→ **Stored data entries**
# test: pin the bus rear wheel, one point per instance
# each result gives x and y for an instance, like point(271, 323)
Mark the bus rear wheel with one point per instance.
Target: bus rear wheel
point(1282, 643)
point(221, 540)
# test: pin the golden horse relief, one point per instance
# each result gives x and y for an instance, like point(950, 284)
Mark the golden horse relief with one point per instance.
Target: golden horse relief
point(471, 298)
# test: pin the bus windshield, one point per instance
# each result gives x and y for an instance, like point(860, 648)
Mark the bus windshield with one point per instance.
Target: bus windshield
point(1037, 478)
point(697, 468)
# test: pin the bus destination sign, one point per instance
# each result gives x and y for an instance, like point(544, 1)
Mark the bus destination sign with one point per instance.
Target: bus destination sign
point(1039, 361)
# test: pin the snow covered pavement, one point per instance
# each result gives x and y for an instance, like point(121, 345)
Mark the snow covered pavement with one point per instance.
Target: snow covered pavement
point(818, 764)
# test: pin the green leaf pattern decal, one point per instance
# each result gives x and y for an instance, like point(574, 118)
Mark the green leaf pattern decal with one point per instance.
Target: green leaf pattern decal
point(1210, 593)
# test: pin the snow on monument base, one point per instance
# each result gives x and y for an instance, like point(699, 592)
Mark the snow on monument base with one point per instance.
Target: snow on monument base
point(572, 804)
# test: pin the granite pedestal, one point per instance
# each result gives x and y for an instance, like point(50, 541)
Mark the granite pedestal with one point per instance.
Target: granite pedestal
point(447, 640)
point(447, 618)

→ **Task details**
Print out each line of the data exactly.

→ **Reply**
# test: pin the bus rear wheel, one point per instance
# each result gives x and y for an instance, like point(271, 323)
Mark the bus rear wheel with one point per instance.
Target: bus rear wheel
point(1282, 643)
point(221, 540)
# test: pin the golden horse relief, one point per instance
# each result gives x and y for an instance, like point(950, 284)
Mark the golden horse relief with one point per instance.
Target: golden horse relief
point(471, 298)
# test: pin the bus windshield, one point per instance
# each result gives x and y for an instance, like point(860, 648)
Mark the bus windshield with one point per instance.
Target: bus windshield
point(1037, 478)
point(697, 468)
# test: pin the bus destination sign, one point per instance
# each result gives x and y for an instance, like point(544, 1)
Mark the bus destination sign with one point per instance.
Target: bus destination sign
point(1039, 361)
# test: pin the snow covered pavement, one point per instance
# each result gives x and y for an instance, like point(121, 345)
Mark the snow covered pavement with one point per instance.
Target: snow covered pavement
point(818, 764)
# test: pin the green leaf pattern decal, one point per instance
# each result gives x and y for an instance, like point(574, 118)
Mark the green leaf pattern decal with one point per instance.
Target: green leaf pattern decal
point(1210, 593)
# test: pin the snow on monument base, one point per instance
# each result gives x and y for an instance, like point(699, 592)
Mark the snow on monument base with one point per instance.
Target: snow on monument base
point(572, 804)
# test: pin the granite pedestal, one point per instance
# each result gives x and y for an instance, like point(50, 541)
Mark the granite pedestal with one point per instance.
Target: granite pedestal
point(447, 640)
point(447, 618)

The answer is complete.